EXERCISE INSTRUCTIONS:
1. Answer these questions using the article on Apache's operations:
(a) From which company did Apache buy oil assets in the Western Desert region?
(b) In what region of Western Australia is the Devil Creek gas processing plant located?
(c) What will the plant's gas mostly power?
2. Output the portion of the article on Apache's operations between "Farris was speaking" and "of Western Australia.", inclusive, copied word for word.
3. Write the next part of the article on Apache's operations in Egypt and Western Australia, picking up after its final sentence.

TEXT SEGMENT:
---*---

Last year, Apache kept its Egyptian operations running despite the bloody uprising in the Arab nation that resulted in the ousting of former Egyptian leader Hosni Mubarak.

The Houston-based company is aggressively expanding its Egyptian production, including oil assets in the Western Desert region purchased off BP PLC (BP, BP.LN) in mid 2010.

“We are going to invest a billion dollars (in Egypt) in 2012; we invested about $1.1 billion in 2011,” he said.

Farris was speaking at the official opening of Apache’s A$1.1 billion Devil Creek gas processing plant, in the remote Pilbara region of Western Australia.

The plant’s gas will mostly power energy-hungry mining operations in the area, many of which are expanding to satisfy Chinese demand for iron ore and other commodities.

---*---

Saved data entries
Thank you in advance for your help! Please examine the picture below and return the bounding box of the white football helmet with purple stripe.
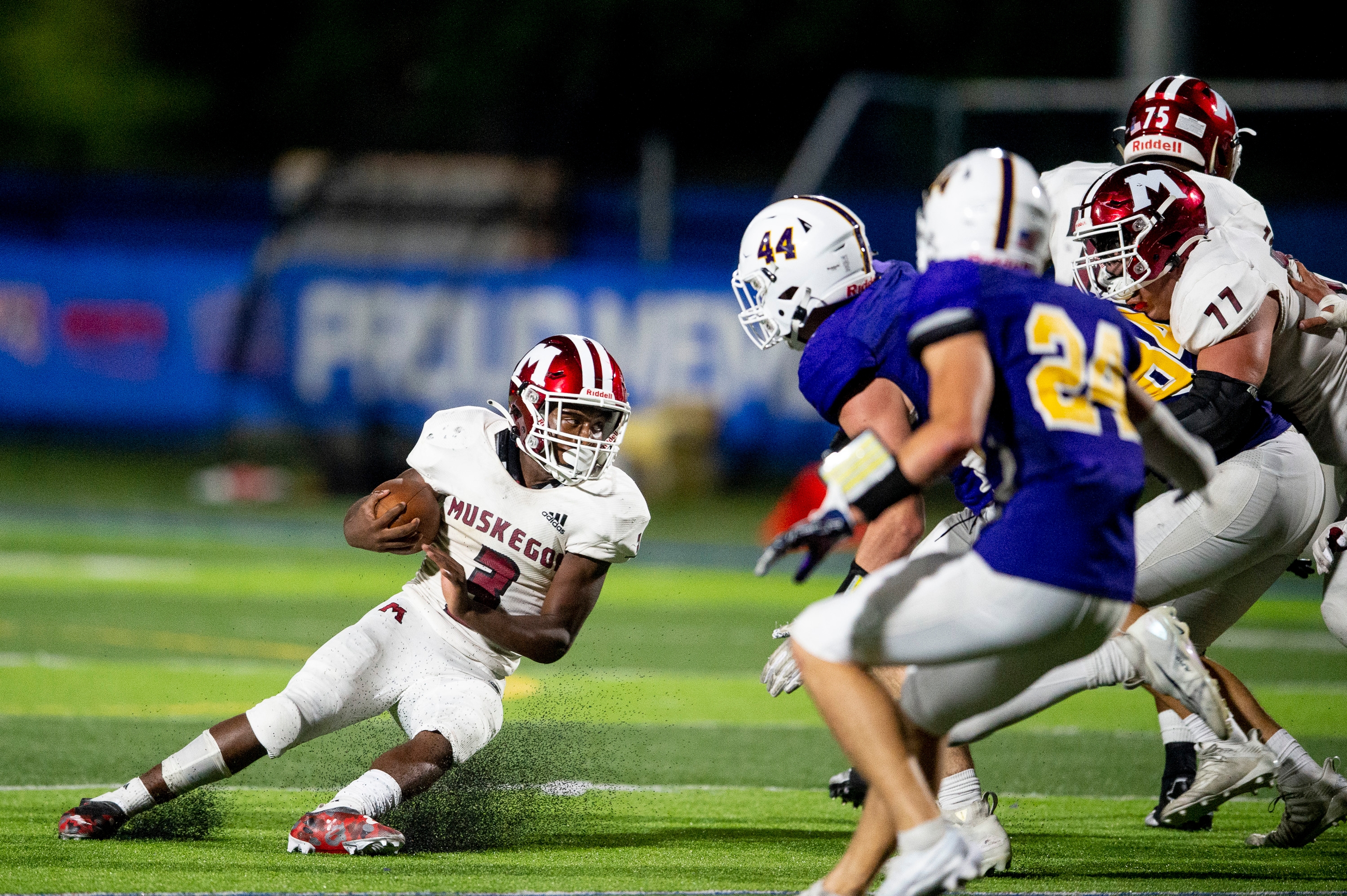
[509,334,632,485]
[917,149,1049,275]
[730,195,876,350]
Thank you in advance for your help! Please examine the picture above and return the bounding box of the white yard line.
[13,889,1347,896]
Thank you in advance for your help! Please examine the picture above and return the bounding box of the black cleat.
[1146,741,1212,831]
[828,768,870,808]
[57,798,127,839]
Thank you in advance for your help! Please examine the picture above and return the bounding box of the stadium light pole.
[637,133,674,264]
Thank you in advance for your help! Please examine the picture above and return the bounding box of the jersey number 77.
[1024,302,1141,442]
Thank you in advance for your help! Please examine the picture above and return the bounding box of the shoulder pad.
[1188,171,1272,245]
[1169,238,1276,354]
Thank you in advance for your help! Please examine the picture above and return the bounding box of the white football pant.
[791,551,1127,734]
[248,593,505,763]
[950,430,1325,744]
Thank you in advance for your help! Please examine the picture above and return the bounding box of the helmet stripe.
[997,152,1014,249]
[566,333,595,389]
[1165,74,1197,100]
[791,195,870,273]
[585,337,617,392]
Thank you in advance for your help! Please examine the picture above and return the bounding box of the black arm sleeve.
[1165,370,1268,464]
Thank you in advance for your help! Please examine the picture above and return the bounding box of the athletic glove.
[753,504,855,585]
[760,623,800,697]
[1311,520,1347,575]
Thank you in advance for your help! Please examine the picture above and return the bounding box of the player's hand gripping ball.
[373,479,439,554]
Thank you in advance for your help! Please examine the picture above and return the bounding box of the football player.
[770,149,1220,896]
[58,335,649,856]
[1043,74,1347,636]
[1043,74,1347,845]
[951,162,1347,846]
[731,197,1010,896]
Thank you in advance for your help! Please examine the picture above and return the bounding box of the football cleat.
[828,768,870,808]
[1146,741,1212,831]
[57,798,128,839]
[877,827,982,896]
[1160,730,1277,827]
[286,808,407,856]
[1245,756,1347,849]
[1118,605,1230,738]
[940,792,1010,874]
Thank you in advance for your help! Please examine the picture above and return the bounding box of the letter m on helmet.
[1127,168,1188,211]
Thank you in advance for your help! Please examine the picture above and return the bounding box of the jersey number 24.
[1024,303,1141,442]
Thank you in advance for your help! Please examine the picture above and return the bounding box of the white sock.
[159,729,233,796]
[1176,713,1220,744]
[93,777,155,818]
[1268,728,1320,787]
[935,768,982,813]
[898,818,948,854]
[1160,709,1196,744]
[950,637,1140,744]
[318,768,403,818]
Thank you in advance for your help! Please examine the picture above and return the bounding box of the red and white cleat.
[57,798,127,839]
[286,808,407,856]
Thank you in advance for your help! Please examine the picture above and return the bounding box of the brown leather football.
[374,480,439,547]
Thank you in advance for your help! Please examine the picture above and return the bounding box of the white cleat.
[940,792,1010,874]
[1118,605,1230,740]
[1160,730,1277,827]
[1245,756,1347,849]
[876,829,982,896]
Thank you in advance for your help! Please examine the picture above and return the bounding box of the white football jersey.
[405,407,651,678]
[1039,162,1272,285]
[1169,228,1294,354]
[1153,228,1347,466]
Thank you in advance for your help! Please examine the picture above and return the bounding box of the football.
[374,480,439,547]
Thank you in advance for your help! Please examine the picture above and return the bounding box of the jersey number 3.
[1024,303,1141,442]
[467,547,519,609]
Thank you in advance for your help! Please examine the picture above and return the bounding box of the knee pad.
[244,694,304,759]
[159,730,233,796]
[1319,594,1347,647]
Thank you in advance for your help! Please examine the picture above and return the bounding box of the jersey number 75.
[1024,303,1141,442]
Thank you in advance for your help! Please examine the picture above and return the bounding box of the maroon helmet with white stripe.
[509,334,632,485]
[1119,74,1253,180]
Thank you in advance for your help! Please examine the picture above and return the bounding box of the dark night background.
[0,0,1344,199]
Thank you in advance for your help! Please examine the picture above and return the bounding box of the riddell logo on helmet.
[1127,137,1188,155]
[846,276,874,299]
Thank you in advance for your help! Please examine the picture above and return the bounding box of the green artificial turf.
[0,465,1347,892]
[0,788,1347,892]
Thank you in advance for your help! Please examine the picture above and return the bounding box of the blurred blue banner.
[0,241,249,430]
[257,263,831,464]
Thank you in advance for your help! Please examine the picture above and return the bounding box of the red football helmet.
[509,335,632,485]
[1071,162,1207,303]
[1118,74,1253,180]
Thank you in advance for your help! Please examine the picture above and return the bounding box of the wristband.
[836,561,869,594]
[819,430,920,520]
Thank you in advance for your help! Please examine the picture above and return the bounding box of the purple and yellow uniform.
[897,261,1145,601]
[799,261,999,514]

---*---

RESPONSES IN ORDER:
1.
(a) BP PLC
(b) The Pilbara region
(c) Energy-hungry mining operations in the area

2.
Farris was speaking at the official opening of Apache’s A$1.1 billion Devil Creek gas processing plant, in the remote Pilbara region of Western Australia.

3.
Devil Creek, which is owned 55% by Apache and 45% by Australia’s Santos Ltd. (STO.AU, SSLTY), is designed to process 200 million cubic feet of gas a day, along with 1,000 barrels of condensate, a type of light oil.

The plant is part of Apache’s broader expansion of oil and gas production in Australia.

The company plans to spend around A$1.8 billion in the country in 2012, up from A$1 billion last year, said Tom Maher, Apache’s Australian managing director.

Its big capital projects include funding of a minority stake in Chevron Corp.’s (CVX) US$29 billion Wheatstone gas export project, which was approved for development last year.